### Stated goal
Please render every line of the material below as a numbered list, leaving out any blank lines.

____

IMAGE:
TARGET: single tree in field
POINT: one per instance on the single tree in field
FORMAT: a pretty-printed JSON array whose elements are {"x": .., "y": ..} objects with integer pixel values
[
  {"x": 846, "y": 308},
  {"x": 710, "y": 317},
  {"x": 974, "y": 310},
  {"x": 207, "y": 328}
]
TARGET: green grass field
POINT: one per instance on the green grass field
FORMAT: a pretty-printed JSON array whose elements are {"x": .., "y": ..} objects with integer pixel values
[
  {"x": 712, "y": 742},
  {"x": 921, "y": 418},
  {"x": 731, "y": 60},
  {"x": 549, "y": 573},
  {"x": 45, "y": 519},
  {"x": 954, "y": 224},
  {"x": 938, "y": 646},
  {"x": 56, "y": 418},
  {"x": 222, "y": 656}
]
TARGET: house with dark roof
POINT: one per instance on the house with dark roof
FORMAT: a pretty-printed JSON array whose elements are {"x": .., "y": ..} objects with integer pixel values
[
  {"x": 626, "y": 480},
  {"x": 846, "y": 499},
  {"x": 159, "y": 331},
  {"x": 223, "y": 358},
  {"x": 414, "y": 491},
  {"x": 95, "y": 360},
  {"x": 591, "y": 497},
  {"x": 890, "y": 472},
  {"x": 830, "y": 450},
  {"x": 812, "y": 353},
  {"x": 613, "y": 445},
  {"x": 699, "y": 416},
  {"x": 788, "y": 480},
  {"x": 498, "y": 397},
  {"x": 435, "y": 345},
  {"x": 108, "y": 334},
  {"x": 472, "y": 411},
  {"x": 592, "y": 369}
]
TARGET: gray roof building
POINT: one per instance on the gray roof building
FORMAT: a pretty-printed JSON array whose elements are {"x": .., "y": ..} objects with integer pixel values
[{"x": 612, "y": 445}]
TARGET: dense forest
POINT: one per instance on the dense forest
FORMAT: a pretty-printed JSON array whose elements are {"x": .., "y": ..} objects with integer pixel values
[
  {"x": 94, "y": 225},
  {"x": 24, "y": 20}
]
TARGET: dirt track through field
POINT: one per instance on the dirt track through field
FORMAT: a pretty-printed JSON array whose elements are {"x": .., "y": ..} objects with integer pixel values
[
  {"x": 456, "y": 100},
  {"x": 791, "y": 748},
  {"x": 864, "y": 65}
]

____

### Result
1. IMAGE:
2. TARGET: single tree in field
3. POINT: one per instance on the single tree in field
4. FORMAT: a pretty-printed JSON array whose elements are {"x": .., "y": ..} objects with integer pixel values
5. [
6.   {"x": 846, "y": 308},
7.   {"x": 710, "y": 317},
8.   {"x": 974, "y": 310},
9.   {"x": 207, "y": 328}
10. ]
11. TARGET: green grass field
12. POINT: one per instance on the green grass field
13. FORMAT: a pretty-printed JSON array whose elements are {"x": .., "y": ..} objects with integer pixel values
14. [
15.   {"x": 712, "y": 742},
16.   {"x": 921, "y": 418},
17.   {"x": 731, "y": 60},
18.   {"x": 549, "y": 573},
19.   {"x": 45, "y": 519},
20.   {"x": 954, "y": 224},
21.   {"x": 938, "y": 646},
22.   {"x": 56, "y": 418},
23.   {"x": 222, "y": 656}
24. ]
25. TARGET: house with dark roof
26. POINT: one per instance on the house with dark roof
27. FORMAT: a pretty-printed JSON array whose elements are {"x": .., "y": ..} objects with integer pixel values
28. [
29.   {"x": 626, "y": 480},
30.   {"x": 846, "y": 499},
31.   {"x": 159, "y": 331},
32.   {"x": 223, "y": 358},
33.   {"x": 414, "y": 491},
34.   {"x": 95, "y": 360},
35.   {"x": 591, "y": 497},
36.   {"x": 890, "y": 472},
37.   {"x": 830, "y": 450},
38.   {"x": 812, "y": 353},
39.   {"x": 613, "y": 445},
40.   {"x": 699, "y": 416},
41.   {"x": 788, "y": 480},
42.   {"x": 498, "y": 397},
43.   {"x": 435, "y": 345},
44.   {"x": 108, "y": 334},
45.   {"x": 472, "y": 411},
46.   {"x": 592, "y": 369}
47. ]
48. TARGET: gray roof building
49. POINT: one per instance on the gray roof building
50. FORMAT: a pretty-printed JSON array whose elements are {"x": .., "y": ..} objects with integer pixel values
51. [{"x": 612, "y": 445}]
52. TARGET: dense forest
53. POINT: one per instance on the dense forest
54. FORMAT: a pretty-printed JSON array whose elements are {"x": .., "y": ..} objects with integer pixel values
55. [
56.   {"x": 94, "y": 225},
57.   {"x": 24, "y": 20}
58. ]
59. TARGET: dirt track through field
60. POINT: one per instance on the dirt track through field
61. FORMAT: a pretty-printed JSON array whose elements are {"x": .., "y": ..} objects with integer pixel values
62. [
63.   {"x": 456, "y": 100},
64.   {"x": 791, "y": 748},
65.   {"x": 864, "y": 65}
66. ]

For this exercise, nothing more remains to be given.